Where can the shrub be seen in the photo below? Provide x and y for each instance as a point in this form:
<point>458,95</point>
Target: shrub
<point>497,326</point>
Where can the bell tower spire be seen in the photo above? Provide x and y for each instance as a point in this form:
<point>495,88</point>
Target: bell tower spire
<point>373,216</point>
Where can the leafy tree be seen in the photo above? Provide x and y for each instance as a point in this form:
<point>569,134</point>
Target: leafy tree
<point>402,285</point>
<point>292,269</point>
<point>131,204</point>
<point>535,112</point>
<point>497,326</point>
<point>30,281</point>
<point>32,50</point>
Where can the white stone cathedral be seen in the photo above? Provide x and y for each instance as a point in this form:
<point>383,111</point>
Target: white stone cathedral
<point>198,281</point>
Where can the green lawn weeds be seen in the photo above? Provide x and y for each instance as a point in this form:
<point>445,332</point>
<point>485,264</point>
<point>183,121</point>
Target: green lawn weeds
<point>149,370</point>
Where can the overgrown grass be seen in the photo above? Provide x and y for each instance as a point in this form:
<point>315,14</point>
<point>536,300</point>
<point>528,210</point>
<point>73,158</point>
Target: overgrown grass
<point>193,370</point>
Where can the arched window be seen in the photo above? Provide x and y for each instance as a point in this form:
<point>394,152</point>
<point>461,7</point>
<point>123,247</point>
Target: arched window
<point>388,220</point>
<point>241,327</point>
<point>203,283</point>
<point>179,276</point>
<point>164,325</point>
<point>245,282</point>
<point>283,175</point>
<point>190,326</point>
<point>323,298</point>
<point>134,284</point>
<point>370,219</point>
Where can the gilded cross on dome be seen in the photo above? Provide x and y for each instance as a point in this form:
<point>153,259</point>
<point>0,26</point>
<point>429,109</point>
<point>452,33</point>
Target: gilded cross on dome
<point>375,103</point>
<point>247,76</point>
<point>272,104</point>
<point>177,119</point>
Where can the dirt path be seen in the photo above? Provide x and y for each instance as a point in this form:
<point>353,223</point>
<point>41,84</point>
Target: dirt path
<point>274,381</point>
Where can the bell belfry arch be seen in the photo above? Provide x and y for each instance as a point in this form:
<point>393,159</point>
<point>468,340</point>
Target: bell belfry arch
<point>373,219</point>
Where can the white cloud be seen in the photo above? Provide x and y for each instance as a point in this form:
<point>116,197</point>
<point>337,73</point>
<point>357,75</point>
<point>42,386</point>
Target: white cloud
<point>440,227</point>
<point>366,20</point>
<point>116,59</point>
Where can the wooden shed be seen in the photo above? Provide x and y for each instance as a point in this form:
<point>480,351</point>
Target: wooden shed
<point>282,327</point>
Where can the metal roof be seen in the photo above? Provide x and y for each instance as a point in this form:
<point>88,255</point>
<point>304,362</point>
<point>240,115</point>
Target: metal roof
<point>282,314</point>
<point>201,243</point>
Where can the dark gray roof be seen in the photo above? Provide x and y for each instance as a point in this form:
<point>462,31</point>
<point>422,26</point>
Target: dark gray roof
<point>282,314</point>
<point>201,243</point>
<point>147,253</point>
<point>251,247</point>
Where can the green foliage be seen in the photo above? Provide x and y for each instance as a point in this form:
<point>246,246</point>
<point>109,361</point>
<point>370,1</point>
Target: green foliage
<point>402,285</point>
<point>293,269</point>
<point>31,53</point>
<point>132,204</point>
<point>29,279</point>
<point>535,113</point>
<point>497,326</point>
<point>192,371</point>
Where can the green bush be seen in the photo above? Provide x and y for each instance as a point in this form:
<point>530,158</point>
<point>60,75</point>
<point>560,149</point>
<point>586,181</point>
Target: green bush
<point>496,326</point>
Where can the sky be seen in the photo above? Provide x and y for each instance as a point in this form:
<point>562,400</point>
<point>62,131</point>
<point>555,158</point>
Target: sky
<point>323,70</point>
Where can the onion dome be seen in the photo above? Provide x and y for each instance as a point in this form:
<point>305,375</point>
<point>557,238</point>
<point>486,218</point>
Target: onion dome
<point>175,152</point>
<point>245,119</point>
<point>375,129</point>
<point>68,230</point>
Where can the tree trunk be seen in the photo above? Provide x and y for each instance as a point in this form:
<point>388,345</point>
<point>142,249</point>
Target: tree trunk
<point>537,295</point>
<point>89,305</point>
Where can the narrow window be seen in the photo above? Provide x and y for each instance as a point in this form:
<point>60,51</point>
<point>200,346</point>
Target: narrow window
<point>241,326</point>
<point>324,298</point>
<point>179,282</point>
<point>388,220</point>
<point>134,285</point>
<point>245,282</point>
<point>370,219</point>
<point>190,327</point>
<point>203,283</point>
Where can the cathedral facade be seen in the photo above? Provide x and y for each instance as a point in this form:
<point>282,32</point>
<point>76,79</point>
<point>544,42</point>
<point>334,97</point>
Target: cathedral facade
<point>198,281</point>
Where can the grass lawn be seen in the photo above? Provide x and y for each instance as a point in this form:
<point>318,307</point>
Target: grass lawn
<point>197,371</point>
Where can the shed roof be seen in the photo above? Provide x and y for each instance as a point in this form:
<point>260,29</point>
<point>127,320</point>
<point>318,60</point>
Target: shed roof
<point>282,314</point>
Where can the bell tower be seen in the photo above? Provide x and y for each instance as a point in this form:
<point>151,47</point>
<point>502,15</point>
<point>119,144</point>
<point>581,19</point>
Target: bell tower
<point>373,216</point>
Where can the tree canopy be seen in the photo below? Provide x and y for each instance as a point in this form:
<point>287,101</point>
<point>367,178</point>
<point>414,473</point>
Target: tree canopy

### Description of the task
Can you rewrite all the items above so that every "each instance" becomes "each occurrence", with nothing else changed?

### Response
Where can the shrub be seen in the photo below? Provide x and y for each occurrence as a point in this form:
<point>458,95</point>
Target: shrub
<point>497,326</point>
Where can the bell tower spire be seen in the photo above? Provide x and y for each occurrence as a point in this form:
<point>495,88</point>
Target: bell tower spire
<point>373,216</point>
Where can the leafy tree be seen in the photo above? Provide x and y for each occurrence as a point in this form:
<point>569,134</point>
Target: leafy tree
<point>402,285</point>
<point>292,269</point>
<point>131,204</point>
<point>535,112</point>
<point>497,326</point>
<point>30,281</point>
<point>32,50</point>
Where can the white stone cathedral be seen in the photo above? Provide x and y for each occurrence as a point in this form:
<point>383,111</point>
Target: white stone cathedral
<point>198,281</point>
Where can the green lawn weeds be seen in the photo above? Provide x and y for each occurrence as a point in this form:
<point>445,332</point>
<point>485,264</point>
<point>183,121</point>
Target: green lawn weeds
<point>149,370</point>
Where can the overgrown grass be seen in the photo above? Provide x and y for each occurrence as a point in this form:
<point>315,14</point>
<point>536,300</point>
<point>528,210</point>
<point>73,158</point>
Target: overgrown grass
<point>193,370</point>
Where can the arched window be seen in the photo above? Provide x and y for each occurrence as a point in this form:
<point>394,152</point>
<point>461,7</point>
<point>123,247</point>
Target: arched window
<point>388,220</point>
<point>241,327</point>
<point>203,283</point>
<point>179,276</point>
<point>164,325</point>
<point>245,282</point>
<point>283,175</point>
<point>190,326</point>
<point>323,298</point>
<point>134,284</point>
<point>370,219</point>
Where can the gilded cross on dome be seen in the photo above? Provide x and y for each occurrence as a point in this form:
<point>153,259</point>
<point>0,26</point>
<point>429,109</point>
<point>452,33</point>
Target: gilded cross on dome
<point>375,103</point>
<point>247,76</point>
<point>272,104</point>
<point>177,119</point>
Where can the dirt path be seen in the photo above? Provide x and y for each occurrence as a point in this form:
<point>353,223</point>
<point>41,84</point>
Target: dirt path
<point>274,381</point>
Where can the bell belfry arch be seen in the photo above? Provide x and y for each occurrence as a point in this form:
<point>393,159</point>
<point>468,340</point>
Target: bell belfry arch
<point>373,219</point>
Where can the white cloud be seen in the photo above? Provide x and y for each occurrence as a point in this form:
<point>116,197</point>
<point>337,73</point>
<point>357,75</point>
<point>42,386</point>
Target: white cloud
<point>440,227</point>
<point>366,20</point>
<point>116,59</point>
Where can the wooden shed be seen in the photo above? Provide x and y for each occurrence as a point in this form:
<point>480,351</point>
Target: wooden shed
<point>282,327</point>
Where can the metal roof be seen in the photo above? Provide x and y for each occurrence as a point in this form:
<point>88,255</point>
<point>304,362</point>
<point>240,115</point>
Target: metal roof
<point>282,314</point>
<point>201,243</point>
Where can the dark gray roof be seen in the photo above? Provide x and y for each occurrence as a point in this form:
<point>462,31</point>
<point>422,26</point>
Target: dark gray roof
<point>282,314</point>
<point>201,243</point>
<point>147,253</point>
<point>251,247</point>
Where can the green foliage be seen in the photo above? Provide x and y for each occurrence as a point in this form:
<point>246,246</point>
<point>109,361</point>
<point>370,1</point>
Target: green foliage
<point>402,285</point>
<point>293,269</point>
<point>31,53</point>
<point>132,204</point>
<point>29,279</point>
<point>535,113</point>
<point>497,326</point>
<point>192,371</point>
Where can the green bush be seen in the photo above? Provide x and y for each occurrence as a point in this form:
<point>530,158</point>
<point>60,75</point>
<point>560,149</point>
<point>586,181</point>
Target: green bush
<point>496,326</point>
Where can the sky be seen in the photo above? Provide x and y for each occurrence as a point in this form:
<point>562,400</point>
<point>62,131</point>
<point>555,158</point>
Target: sky
<point>323,70</point>
Where can the onion dome be seen in the photo above? Provide x and y for each occurrence as a point in this form:
<point>305,375</point>
<point>557,238</point>
<point>486,218</point>
Target: onion dome
<point>175,152</point>
<point>245,119</point>
<point>375,129</point>
<point>68,230</point>
Where can the tree trunk be seen in the photo above? Provide x and y for each occurrence as a point in this form:
<point>388,345</point>
<point>142,249</point>
Target: tree trunk
<point>537,295</point>
<point>89,305</point>
Where can the narrow window be seen in the photo above? Provide x and y for each occurrence as a point in this form:
<point>60,51</point>
<point>200,346</point>
Target: narrow window
<point>241,326</point>
<point>324,298</point>
<point>179,282</point>
<point>388,220</point>
<point>134,285</point>
<point>245,282</point>
<point>370,219</point>
<point>190,327</point>
<point>203,283</point>
Where can the cathedral facade be seen in the photo above? Provide x and y for each occurrence as a point in this form:
<point>282,32</point>
<point>76,79</point>
<point>544,42</point>
<point>334,97</point>
Target: cathedral facade
<point>198,281</point>
Where can the grass lawn be seen in the photo above? Provide x and y for each occurrence as a point in this form:
<point>318,307</point>
Target: grass lawn
<point>197,371</point>
Where can the shed roof be seen in the photo above? Provide x and y for each occurrence as a point in this form:
<point>260,29</point>
<point>127,320</point>
<point>318,60</point>
Target: shed roof
<point>282,314</point>
Where can the bell tower be seen in the photo above? Provide x and y for each occurrence as a point in this form:
<point>151,47</point>
<point>502,15</point>
<point>119,144</point>
<point>581,19</point>
Target: bell tower
<point>373,216</point>
Where can the tree canopy be seen in the photo below? Provide x and y for each occurrence as a point in this form:
<point>287,101</point>
<point>367,178</point>
<point>414,473</point>
Target: tree canopy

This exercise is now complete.